The answer must be every entry, retyped without a single difference.

━━ Records for this task ━━

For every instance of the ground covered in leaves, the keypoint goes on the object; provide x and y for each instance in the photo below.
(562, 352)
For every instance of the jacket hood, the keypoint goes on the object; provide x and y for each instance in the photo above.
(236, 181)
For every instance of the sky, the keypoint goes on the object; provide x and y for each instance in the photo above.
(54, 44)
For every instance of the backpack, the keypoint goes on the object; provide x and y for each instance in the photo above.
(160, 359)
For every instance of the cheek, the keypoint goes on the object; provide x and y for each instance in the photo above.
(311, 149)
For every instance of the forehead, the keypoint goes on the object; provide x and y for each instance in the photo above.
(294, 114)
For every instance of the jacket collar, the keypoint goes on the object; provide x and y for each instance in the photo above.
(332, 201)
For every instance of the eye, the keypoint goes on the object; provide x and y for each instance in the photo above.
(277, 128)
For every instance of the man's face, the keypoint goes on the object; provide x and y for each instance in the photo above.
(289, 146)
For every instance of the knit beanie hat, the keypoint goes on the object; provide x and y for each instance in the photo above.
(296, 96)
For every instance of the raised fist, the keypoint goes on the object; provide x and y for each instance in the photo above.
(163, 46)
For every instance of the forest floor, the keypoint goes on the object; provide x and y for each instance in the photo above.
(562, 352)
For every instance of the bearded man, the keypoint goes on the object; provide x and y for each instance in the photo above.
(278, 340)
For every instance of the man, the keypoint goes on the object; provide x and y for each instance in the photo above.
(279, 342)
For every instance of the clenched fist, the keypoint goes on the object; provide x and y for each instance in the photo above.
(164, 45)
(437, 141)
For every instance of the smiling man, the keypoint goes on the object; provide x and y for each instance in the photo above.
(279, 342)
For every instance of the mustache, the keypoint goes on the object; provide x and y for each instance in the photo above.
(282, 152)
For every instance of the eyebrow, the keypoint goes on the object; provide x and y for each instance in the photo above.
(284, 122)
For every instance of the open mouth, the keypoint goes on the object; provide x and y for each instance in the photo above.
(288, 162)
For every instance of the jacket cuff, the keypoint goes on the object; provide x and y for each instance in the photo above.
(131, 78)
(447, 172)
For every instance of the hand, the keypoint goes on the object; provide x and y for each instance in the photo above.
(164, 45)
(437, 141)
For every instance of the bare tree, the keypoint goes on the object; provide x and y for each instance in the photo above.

━━━

Written solution:
For every instance of the ground covered in leaves, the keypoint goes on the object; provide x and y for each instance in the photo below.
(562, 352)
For every instance of the jacket hood, the keypoint goes on the object; provide x and y for each instance in the photo above.
(236, 181)
For every instance of the sky, the keypoint goes on the object; provide x and y for each instance in the photo above.
(54, 44)
For every instance of the backpack, the keypoint goes on the object; provide x and y for each instance in the photo above.
(160, 359)
For every instance of the cheek, the keypoint goes on the object; provide x and y for each instance in the photo above.
(311, 149)
For every instance of the forehead, the keypoint goes on the object; provide x and y for each instance in the photo above.
(294, 114)
For every instance of the jacket collar, the keypoint goes on the object; provide x and y for each instance in the photo above.
(332, 201)
For every instance of the eye, the keypoint goes on the object; provide x and y for each instance in the photo above.
(277, 128)
For every instance of the man's face, the keypoint goes on the object; provide x and y for each instance in the photo above.
(289, 146)
For every instance of the knit beanie hat, the keypoint goes on the object; provide x and y for each instance in the photo above.
(296, 96)
For every instance of the raised fist, the keypoint goes on the object; provide x and y for each instance in the photo above.
(163, 46)
For every instance of the forest floor, the keypoint goes on the object; provide x and y for each instance in the photo above.
(562, 352)
For every instance of the bearded man, the keypoint goes on the object; provide x and y for each instance in the photo above.
(278, 340)
For every instance of the man, the keypoint goes on the object; provide x and y for each instance in the photo above.
(279, 342)
For every instance of the clenched fist, the keypoint goes on the object; provide x and y for each instance in the photo above.
(164, 45)
(437, 141)
For every instance of the smiling man, the keypoint goes on the object; provide x and y for each instance in the photo above.
(279, 342)
For every instance of the mustache, the keypoint goes on the object; provide x and y for each instance in the photo above.
(282, 152)
For every instance of the eyebrow, the keypoint goes on the object; provide x and y for each instance in the photo above.
(284, 122)
For every instance of the open mouth, the keypoint goes on the object; provide x and y for each instance in the photo above.
(288, 162)
For every instance of the jacket cuff, the keypoint goes on the object; provide x and y for each instance in the photo above.
(131, 78)
(447, 172)
For every instance of the hand, the keypoint goes on the object; provide x and y for each instance in the photo above.
(164, 45)
(437, 141)
For every instance of the bare tree, the keypoint goes on the object; provide x and y for each instance in the photo above.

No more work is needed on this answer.